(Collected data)
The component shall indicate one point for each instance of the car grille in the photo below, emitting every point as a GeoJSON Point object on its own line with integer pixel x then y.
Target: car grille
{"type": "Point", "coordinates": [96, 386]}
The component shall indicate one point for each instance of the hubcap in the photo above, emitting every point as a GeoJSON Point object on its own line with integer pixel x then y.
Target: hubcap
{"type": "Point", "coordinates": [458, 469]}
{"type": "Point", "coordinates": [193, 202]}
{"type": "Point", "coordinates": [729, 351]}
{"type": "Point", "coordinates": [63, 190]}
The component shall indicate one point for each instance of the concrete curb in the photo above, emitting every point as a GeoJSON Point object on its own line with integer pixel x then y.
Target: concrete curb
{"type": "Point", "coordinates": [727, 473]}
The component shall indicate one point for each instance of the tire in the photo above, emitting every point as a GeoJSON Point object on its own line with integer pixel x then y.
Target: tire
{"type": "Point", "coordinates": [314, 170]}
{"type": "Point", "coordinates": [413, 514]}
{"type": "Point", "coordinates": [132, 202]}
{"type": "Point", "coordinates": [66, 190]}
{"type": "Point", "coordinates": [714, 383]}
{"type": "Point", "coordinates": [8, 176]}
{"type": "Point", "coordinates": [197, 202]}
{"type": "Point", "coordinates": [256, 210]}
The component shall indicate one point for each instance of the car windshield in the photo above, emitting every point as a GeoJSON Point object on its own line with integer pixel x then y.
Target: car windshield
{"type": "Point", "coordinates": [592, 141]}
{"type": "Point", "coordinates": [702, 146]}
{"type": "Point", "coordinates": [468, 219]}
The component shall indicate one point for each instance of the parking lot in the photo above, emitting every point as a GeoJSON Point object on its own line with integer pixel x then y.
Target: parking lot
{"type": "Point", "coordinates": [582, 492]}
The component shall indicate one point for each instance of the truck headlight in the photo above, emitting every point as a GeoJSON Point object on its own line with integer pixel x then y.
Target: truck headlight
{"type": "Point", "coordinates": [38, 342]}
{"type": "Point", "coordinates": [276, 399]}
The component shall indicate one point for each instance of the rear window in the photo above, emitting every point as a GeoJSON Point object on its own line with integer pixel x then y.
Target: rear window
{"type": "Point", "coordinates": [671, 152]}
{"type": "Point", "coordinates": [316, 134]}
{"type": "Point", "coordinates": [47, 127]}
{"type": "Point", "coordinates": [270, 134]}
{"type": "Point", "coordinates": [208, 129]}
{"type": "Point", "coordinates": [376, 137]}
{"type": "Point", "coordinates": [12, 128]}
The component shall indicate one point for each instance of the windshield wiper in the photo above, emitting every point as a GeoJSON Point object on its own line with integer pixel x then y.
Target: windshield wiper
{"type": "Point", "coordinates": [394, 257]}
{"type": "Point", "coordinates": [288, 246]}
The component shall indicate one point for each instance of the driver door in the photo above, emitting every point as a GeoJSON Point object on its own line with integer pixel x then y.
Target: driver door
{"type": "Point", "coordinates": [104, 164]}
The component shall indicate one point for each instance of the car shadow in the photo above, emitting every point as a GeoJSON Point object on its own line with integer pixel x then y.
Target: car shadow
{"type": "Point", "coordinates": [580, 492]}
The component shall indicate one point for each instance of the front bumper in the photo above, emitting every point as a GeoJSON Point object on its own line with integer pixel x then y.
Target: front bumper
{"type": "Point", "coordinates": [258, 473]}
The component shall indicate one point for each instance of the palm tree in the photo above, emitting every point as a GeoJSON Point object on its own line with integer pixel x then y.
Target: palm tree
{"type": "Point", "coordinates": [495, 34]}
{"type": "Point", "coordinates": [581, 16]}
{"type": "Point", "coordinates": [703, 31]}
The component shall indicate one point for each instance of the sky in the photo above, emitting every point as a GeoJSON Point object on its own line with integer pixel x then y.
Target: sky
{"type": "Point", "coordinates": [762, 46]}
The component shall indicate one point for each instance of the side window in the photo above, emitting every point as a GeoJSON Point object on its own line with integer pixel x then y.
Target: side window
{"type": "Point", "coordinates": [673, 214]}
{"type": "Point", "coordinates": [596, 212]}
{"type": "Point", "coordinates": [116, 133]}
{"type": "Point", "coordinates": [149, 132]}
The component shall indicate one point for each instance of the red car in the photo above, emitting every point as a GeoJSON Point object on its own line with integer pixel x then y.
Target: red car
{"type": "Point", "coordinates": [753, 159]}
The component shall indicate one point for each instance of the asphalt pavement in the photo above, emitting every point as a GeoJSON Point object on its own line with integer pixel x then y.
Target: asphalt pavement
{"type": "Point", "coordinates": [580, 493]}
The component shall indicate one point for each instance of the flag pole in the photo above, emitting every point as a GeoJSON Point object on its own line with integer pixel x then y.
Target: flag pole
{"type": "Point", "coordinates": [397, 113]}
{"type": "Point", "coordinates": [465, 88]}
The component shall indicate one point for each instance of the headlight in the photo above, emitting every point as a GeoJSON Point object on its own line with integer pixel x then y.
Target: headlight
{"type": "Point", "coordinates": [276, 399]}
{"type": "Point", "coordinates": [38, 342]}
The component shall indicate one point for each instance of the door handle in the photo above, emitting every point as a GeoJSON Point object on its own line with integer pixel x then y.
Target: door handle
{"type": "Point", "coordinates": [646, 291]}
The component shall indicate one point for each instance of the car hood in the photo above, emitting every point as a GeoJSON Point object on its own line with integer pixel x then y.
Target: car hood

§ INSTRUCTION:
Return, word for word, every line from the line with "instance of the sky" to the final line of the data.

§ CORRECT RESPONSE:
The component shall indicate one point for each instance of the sky in the photo above, emitting every point as a GeoJSON Point object on its own line with integer pixel x then y.
Target: sky
{"type": "Point", "coordinates": [762, 46]}
The component shall indicate one point for each instance of the side window in the photo above, emitting every point as a GeoJSON Point object on its own line with integer pixel x then y.
Target: side window
{"type": "Point", "coordinates": [673, 214]}
{"type": "Point", "coordinates": [596, 212]}
{"type": "Point", "coordinates": [116, 133]}
{"type": "Point", "coordinates": [149, 132]}
The component shall indicate one point for each instance of the red car in the photo above, emitting every point as a GeoJSON Point object on its own line with integer pixel x then y.
Target: red car
{"type": "Point", "coordinates": [753, 159]}
The component shall indicate one point for each instance of the asphalt pavement in the photo above, emitting every point as a GeoJSON Point object on its own line with integer pixel x then y.
Target: asphalt pavement
{"type": "Point", "coordinates": [580, 493]}
The component shall indicate one point for each instance of the flag pole in the photo above, emitting every point as a GeoJSON Point object on its own line with integer pixel x then y.
Target: flag pole
{"type": "Point", "coordinates": [397, 113]}
{"type": "Point", "coordinates": [465, 88]}
The component shall indicate one point for each instance of the headlight in the photo above, emitting every point as a GeoJSON Point object on its own line with integer pixel x then y.
Target: headlight
{"type": "Point", "coordinates": [276, 399]}
{"type": "Point", "coordinates": [38, 342]}
The component shall indicate one point for each instance of the door handle in the photo above, emitting every point as a GeoJSON Point object on its own line with integer pixel x then y.
Target: door handle
{"type": "Point", "coordinates": [646, 291]}
The component shall indicate one point for each instance of the car hood in the photo above, emitting every point as a GeoJSON Point object on its own line with integer pixel x then y.
Target: car hood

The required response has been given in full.